- _Text section_

┄┄┄┄┄┄

After a marathon of Criminal Minds from season one to ten, all I could say is this: thank goodness for “Answer Me 1988”! I need the laughs and humanity. I just wanted to get out of the gloomy and depressing atmosphere the show has cast upon the world.
First and foremost, It soon became apparent that the mind needed recalibration. Innocent words have been marred. The mind would conjure a crime-related “Criminal Minds”-style association whenever they are mentioned. It is almost a torture that I cannot help thinking of their use in the show whenever I encounter the words house-cleaner, trophies or souvenir.
I reckon this recalibration needs a lot of hard work.
Victimology: The Audience, C’est Moi!
Of course, “don’t we all like crime busting detective flicks?” would be my response to the inquiry into my marathon-watching. But upon digging deeper, I thought I wanted to know how the BAU has grown. After season three, I haven’t watched it as much as before, just whatever happened to be found playing on TV.
The marathon started out of a curiosity from an article or quiz at Buzzfeed, ‘Can You Guess The Season Of “Criminal Minds” Based Only On Reid’s Hair?’. One thing led to another, I found myself binge-watching season one to ten of “Criminal Minds”, and billed a Spencer Reid(‘s Hair) Expert by the quiz. Yay!

┄┄┄┄┄┄

- _Problem requirements_
Please list every word that the post about binge-watching "Criminal Minds" names as one that now brings the show to mind.

- _Dataset entries_
┄┄┄┄┄┄

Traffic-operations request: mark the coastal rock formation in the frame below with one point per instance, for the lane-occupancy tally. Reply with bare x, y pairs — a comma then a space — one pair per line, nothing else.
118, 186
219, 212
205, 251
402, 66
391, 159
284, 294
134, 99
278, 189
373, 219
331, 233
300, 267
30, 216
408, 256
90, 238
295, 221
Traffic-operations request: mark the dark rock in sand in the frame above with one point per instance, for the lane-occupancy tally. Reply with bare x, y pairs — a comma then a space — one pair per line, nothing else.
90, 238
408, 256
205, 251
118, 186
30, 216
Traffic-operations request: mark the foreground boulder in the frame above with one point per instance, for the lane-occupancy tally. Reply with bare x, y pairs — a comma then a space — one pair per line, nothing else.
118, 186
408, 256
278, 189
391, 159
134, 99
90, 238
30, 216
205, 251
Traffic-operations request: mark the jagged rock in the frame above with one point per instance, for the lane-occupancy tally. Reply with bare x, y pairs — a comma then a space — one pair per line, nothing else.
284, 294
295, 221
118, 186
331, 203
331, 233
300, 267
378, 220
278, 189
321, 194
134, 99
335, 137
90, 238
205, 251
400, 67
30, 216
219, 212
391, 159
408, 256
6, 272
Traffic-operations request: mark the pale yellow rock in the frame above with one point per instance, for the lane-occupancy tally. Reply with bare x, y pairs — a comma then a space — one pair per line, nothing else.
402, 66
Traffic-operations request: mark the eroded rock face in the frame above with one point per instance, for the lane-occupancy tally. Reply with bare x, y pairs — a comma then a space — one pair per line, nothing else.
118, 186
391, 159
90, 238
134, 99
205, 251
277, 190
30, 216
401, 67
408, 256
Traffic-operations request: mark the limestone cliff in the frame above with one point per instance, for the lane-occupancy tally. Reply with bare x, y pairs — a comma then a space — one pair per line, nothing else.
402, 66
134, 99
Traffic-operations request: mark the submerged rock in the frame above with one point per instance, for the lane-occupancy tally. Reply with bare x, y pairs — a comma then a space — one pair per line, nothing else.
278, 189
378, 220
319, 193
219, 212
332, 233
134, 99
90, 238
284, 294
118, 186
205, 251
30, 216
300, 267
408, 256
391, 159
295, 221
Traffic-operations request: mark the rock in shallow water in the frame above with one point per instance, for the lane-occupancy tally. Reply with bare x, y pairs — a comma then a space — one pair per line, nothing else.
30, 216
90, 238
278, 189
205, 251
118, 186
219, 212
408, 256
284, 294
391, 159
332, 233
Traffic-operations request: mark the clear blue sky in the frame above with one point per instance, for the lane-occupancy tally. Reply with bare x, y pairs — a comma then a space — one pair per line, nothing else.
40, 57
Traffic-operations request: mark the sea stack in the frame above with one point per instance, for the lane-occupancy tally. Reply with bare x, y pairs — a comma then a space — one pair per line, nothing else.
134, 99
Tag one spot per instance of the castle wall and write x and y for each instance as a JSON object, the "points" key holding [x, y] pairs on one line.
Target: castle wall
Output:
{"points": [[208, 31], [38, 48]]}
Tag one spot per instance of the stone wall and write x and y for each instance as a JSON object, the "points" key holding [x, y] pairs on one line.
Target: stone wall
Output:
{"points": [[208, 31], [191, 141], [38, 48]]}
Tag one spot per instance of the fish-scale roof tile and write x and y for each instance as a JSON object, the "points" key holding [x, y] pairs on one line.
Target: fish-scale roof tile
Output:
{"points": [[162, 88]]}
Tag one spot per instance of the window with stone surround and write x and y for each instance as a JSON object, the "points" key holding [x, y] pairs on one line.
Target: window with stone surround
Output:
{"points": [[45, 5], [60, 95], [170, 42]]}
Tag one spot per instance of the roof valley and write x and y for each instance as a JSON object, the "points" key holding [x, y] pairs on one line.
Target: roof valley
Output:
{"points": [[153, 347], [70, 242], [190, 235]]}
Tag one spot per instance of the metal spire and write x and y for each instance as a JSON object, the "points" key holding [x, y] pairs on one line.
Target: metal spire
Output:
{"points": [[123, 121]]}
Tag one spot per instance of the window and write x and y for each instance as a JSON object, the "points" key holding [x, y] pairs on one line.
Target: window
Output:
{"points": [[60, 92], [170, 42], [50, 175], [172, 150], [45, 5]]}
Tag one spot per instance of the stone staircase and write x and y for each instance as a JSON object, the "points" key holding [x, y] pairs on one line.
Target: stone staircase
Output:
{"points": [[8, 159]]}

┄┄┄┄┄┄

- _Task solution_
house-cleaner, trophies, souvenir